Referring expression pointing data
┄┄┄┄┄┄┄┄┄┄
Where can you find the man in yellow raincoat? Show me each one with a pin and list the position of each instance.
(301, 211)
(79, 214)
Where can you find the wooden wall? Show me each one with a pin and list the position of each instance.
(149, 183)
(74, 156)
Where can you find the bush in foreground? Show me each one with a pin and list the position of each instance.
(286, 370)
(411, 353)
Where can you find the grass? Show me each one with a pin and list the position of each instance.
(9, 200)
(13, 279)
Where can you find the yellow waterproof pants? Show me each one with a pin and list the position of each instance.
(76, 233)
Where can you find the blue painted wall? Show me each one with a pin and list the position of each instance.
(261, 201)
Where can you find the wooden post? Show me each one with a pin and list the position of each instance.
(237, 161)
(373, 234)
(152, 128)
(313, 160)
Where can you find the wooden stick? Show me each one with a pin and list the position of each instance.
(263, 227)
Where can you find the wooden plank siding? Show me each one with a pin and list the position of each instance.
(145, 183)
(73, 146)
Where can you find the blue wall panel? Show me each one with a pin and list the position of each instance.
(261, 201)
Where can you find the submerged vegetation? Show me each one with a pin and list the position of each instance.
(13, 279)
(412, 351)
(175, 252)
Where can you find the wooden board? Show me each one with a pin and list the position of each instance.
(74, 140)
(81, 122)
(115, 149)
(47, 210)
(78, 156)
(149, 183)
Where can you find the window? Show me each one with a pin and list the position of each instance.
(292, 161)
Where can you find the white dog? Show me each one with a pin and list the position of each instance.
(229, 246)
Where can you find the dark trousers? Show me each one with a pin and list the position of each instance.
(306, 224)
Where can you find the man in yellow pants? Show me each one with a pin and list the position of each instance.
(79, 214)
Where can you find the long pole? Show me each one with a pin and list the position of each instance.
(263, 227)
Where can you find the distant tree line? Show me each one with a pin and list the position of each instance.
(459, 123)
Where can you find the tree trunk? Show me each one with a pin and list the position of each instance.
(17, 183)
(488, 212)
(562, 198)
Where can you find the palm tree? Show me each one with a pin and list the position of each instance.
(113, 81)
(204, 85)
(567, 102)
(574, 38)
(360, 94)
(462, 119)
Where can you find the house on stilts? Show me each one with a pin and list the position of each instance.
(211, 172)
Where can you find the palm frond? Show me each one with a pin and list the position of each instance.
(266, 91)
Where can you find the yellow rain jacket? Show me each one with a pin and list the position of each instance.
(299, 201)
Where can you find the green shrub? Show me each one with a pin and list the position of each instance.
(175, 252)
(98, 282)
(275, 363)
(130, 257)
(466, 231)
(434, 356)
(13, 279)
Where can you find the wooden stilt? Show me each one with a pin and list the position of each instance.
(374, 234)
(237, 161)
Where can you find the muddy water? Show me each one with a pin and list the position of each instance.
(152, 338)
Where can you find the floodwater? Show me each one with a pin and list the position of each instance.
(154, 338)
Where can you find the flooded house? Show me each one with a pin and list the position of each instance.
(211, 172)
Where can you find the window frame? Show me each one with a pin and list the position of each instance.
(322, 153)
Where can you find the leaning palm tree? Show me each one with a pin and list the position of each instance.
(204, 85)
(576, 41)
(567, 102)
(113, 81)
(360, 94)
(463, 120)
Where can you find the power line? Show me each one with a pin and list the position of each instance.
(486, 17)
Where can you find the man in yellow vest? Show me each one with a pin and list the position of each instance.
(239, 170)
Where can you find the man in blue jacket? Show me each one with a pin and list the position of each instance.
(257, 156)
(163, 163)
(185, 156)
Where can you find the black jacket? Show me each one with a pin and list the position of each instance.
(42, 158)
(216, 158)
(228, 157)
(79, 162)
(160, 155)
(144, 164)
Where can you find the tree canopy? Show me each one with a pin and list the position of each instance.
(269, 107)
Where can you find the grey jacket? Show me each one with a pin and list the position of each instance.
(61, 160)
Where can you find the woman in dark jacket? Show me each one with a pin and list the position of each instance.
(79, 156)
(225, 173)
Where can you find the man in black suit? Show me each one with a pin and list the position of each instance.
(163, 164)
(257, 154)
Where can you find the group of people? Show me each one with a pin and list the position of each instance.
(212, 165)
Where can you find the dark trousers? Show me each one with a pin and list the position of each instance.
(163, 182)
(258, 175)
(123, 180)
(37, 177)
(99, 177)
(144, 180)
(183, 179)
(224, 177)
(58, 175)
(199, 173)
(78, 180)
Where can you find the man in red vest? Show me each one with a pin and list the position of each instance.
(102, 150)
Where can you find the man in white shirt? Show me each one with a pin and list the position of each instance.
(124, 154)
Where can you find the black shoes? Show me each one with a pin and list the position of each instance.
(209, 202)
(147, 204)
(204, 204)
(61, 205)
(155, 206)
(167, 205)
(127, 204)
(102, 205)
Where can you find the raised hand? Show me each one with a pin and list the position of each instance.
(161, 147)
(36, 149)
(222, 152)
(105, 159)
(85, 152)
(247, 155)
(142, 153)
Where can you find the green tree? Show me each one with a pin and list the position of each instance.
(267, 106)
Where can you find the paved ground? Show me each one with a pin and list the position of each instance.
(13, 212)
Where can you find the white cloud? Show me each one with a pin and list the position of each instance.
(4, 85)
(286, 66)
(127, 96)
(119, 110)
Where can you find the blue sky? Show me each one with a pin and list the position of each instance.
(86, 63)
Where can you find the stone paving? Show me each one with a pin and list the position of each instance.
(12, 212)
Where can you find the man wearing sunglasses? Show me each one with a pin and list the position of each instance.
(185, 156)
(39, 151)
┄┄┄┄┄┄┄┄┄┄
PROBLEM DETAILS. Repeat all the records. Match each line exactly.

COMPLETED TASK.
Where can you find the man in yellow raincoat? Show me each one with a pin and list the position of each instance.
(301, 211)
(79, 214)
Where can you find the wooden wall? Show me each one with a pin and list the position of each instance.
(149, 183)
(74, 156)
Where can you find the bush in foreground? Show me each one with a pin and list the position of each instance.
(286, 370)
(411, 353)
Where can you find the grass? Show me each one with a pin and list the position of each instance.
(9, 200)
(13, 279)
Where can you find the yellow waterproof pants? Show me each one with a pin and list the position of each instance.
(76, 233)
Where can you find the blue painted wall? Show me each one with a pin and list the position of each instance.
(261, 201)
Where can you find the wooden post? Show me each one with a pin and list the position of each instance.
(237, 161)
(373, 234)
(152, 128)
(313, 160)
Where can you find the wooden stick? Show me each one with a pin and list the position of each instance.
(263, 227)
Where can you find the wooden plank siding? Show me each one with a pin and list the position of each instance.
(145, 183)
(73, 146)
Where can you find the blue wall panel? Show me each one with a pin and list the position of each instance.
(261, 201)
Where can you find the submerged vegetation? Show me each one with a pin and list the position of each instance.
(13, 279)
(412, 351)
(175, 252)
Where can you find the wooden board? Show me each one with a pin and list the position of each instance.
(74, 140)
(81, 122)
(115, 149)
(47, 210)
(78, 156)
(149, 183)
Where can you find the window? Show me each one with a pin and list the position of each instance.
(292, 161)
Where can you find the white dog? Show me each one with a pin and list the position of each instance.
(229, 246)
Where can you find the dark trousers? Show me each one with a pin and list the position of each instance.
(306, 224)
Where can you find the man in yellow pants? Show me each one with a pin and list the position of each instance.
(79, 214)
Where can you find the long pole? Show me each one with a pin and list the position of each instance.
(263, 227)
Where can you find the distant tree line? Show me each one with a pin and list the position of each instance.
(459, 123)
Where can you find the tree trunk? Show me each one with a pin and list the position of each instance.
(17, 183)
(488, 212)
(562, 198)
Where can you find the palm tree? Show me each one with a pin and list the position of each instance.
(113, 81)
(204, 85)
(567, 102)
(574, 38)
(360, 94)
(462, 119)
Where can you find the house on stilts? Show me each one with a pin and list the position of each instance.
(211, 172)
Where can you find the palm frond? Show me each one with a pin and list the position of each instance.
(266, 91)
Where can you find the yellow rain jacket? Show me each one with a pin and list the position of each instance.
(299, 201)
Where can you find the green shrub? Show me each one with a pin and list the position of each instance.
(175, 252)
(98, 282)
(275, 363)
(130, 257)
(466, 231)
(434, 356)
(13, 279)
Where can you find the wooden stilt? Show me each one with a pin and list the position of each instance.
(374, 234)
(237, 161)
Where can you find the muddy water? Show me each one with a pin and list the position of each instance.
(152, 338)
Where can you find the floodwater? Show me each one with a pin and list the position of each instance.
(154, 338)
Where can you find the flooded house? Show me each one with a pin and list the position of each instance.
(211, 172)
Where can you find the window frame? Show me each one with a pin and list the position of each instance.
(322, 153)
Where can you find the leaning palm tree? Show me each one with a pin and list the position of each instance.
(204, 85)
(576, 41)
(567, 102)
(113, 81)
(360, 94)
(463, 120)
Where can you find the power line? Show me each one with a pin and list the position of each instance.
(486, 17)
Where can you find the man in yellow vest? Show me each one with a pin and list the position of each instance.
(239, 170)
Where can you find the man in blue jacket? Show me each one with a pin and list the position of each instance.
(257, 156)
(163, 163)
(185, 156)
Where can you find the black jacket? Show me each one with a pin and list the position of each instance.
(42, 158)
(216, 158)
(228, 157)
(79, 162)
(160, 155)
(144, 164)
Where can you find the tree canopy? Show me each one with a pin and list the position of each instance.
(269, 107)
Where can you find the grey jacket? Show me each one with a pin and list the position of each instance.
(61, 160)
Where can you find the woman in dark jacket? Show me each one with a pin and list the position of each instance.
(79, 156)
(225, 173)
Where can you find the man in black suit? Show me each one with a pin and list the position of each instance.
(163, 164)
(257, 154)
Where can you find the group of people? Show me each one with a pin and list the position of each instance.
(212, 165)
Where can you find the dark trousers? Show me each one with a pin and list the position of each instance.
(163, 182)
(258, 175)
(123, 180)
(37, 177)
(99, 177)
(144, 180)
(183, 179)
(224, 177)
(58, 175)
(199, 173)
(78, 180)
Where can you find the man in red vest? Show me each one with a pin and list the position of each instance.
(102, 150)
Where can you find the man in white shirt? Show me each one with a pin and list the position of each instance.
(124, 154)
Where can you find the black shoes? Show me each one with a pin and list the position of each instance.
(209, 202)
(147, 204)
(204, 204)
(61, 205)
(155, 206)
(167, 205)
(127, 204)
(102, 205)
Where can you find the raised hand? Show me each one with a pin and list the position of each instance.
(161, 147)
(36, 149)
(222, 152)
(105, 159)
(85, 152)
(247, 155)
(142, 153)
Where can you find the green tree? Show me each one with a pin and list the position of each instance.
(267, 106)
Where can you find the paved ground? Show me each one with a pin and list the position of each instance.
(13, 212)
Where can you find the white cloud? Show me each one with a pin and list the position of each instance.
(4, 85)
(286, 66)
(127, 96)
(119, 110)
Where can you find the blue sky? Show me each one with a pin and list the position of each instance.
(86, 63)
Where can you find the stone paving? Show me each one with a pin and list the position of each instance.
(12, 212)
Where can you find the man wearing sunglasses? Show me each one with a pin and list the position of each instance.
(185, 156)
(39, 151)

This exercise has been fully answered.